== Text ==

In Esperstedt bei der Riedprinzessin
Fest der Vereine
04.08.2018
Esperstedt hatte einst einen großen Flughafen mit allem, was dazu gehört. Er erstreckte sich zwischen dem Ort und Oldisleben. Beide Orte liegen im Kyffhäuser Kreis, also in Thüringen. Der Flugplatz war so gut getarnt, dass er aus der Luft von den Alliierten Bombern nicht erkannt werden konnte. Aber zum Ende des Krieges wurde er dennoch zerstört.
Heute ist davon schon lange nichts mehr zu sehen. Esperstedt liegt bei Bad Frankenhausen und ist bekannt durch sein Ried. Das ist eine Naturlandschaft mit Salzwiesen, in der seltene Pflanzen und Tiere ihre Heimat haben, die es andernorts nicht oder kaum mehr gibt.
Der Sommer 2018 war sehr heiß und extrem trocken. Überall gab es Wald- und Flurbrände. Die Felder mussten vorzeitig abgeerntet werden und gaben 40% weniger Ertrag. Ein großes Problem für die Landwirtschaft. Fuhr man durch Deutschland, sah man überall gelbe Felder und Bäume, die schon Anfang August nach Herbst aussahen und Blätter verloren. Nur das Esperstedter Ried war grün. Wie kommt das?

===
== Material ==

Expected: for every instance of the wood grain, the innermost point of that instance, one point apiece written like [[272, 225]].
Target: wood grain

===

* Aufgaben:
A - Gib aus dem Text über Esperstedt alles von „Heute ist davon“ bis hinunter zu „Wie kommt das?“ wieder.
B - Ergänze im Text über Esperstedt den nächsten Abschnitt, der direkt an seinen letzten Satz anschließt.

* Lösungen:
A -
Heute ist davon schon lange nichts mehr zu sehen. Esperstedt liegt bei Bad Frankenhausen und ist bekannt durch sein Ried. Das ist eine Naturlandschaft mit Salzwiesen, in der seltene Pflanzen und Tiere ihre Heimat haben, die es andernorts nicht oder kaum mehr gibt.
Der Sommer 2018 war sehr heiß und extrem trocken. Überall gab es Wald- und Flurbrände. Die Felder mussten vorzeitig abgeerntet werden und gaben 40% weniger Ertrag. Ein großes Problem für die Landwirtschaft. Fuhr man durch Deutschland, sah man überall gelbe Felder und Bäume, die schon Anfang August nach Herbst aussahen und Blätter verloren. Nur das Esperstedter Ried war grün. Wie kommt das?

B -
In Bad Frankenhausen und Umgebung gibt es salzhaltige Quellen. Zum einen wurde dieses für die Bewässerung nicht geeignete Wasser über Kanäle und kleine Schleusen abgeleitet, zum anderen liegt das Ried im Überschwemmungsgebiet der Unstrut. Tritt der Fluss Unstrut bei Hochwasser über die Ufer, stehen hier die Wiesen unter Wasser. Und so gedeihen hier auch bei so extremer Trockenheit grüne Pflanzen, die an das Salzwasser angepasst sind.
Wie komme ich nun ausgerechnet in diese Gegend, die in Hamburg nicht bekannt und eher unbedeutend ist? Es war die Einladung der Riedprinzessin Doreen, die mich in diesen Ort geführt hat. Ihre Amtszeit würde nach 2 Jahren enden, und da ich sie schon oft getroffen hatte, lud sie mich zu ihrem Fest ein.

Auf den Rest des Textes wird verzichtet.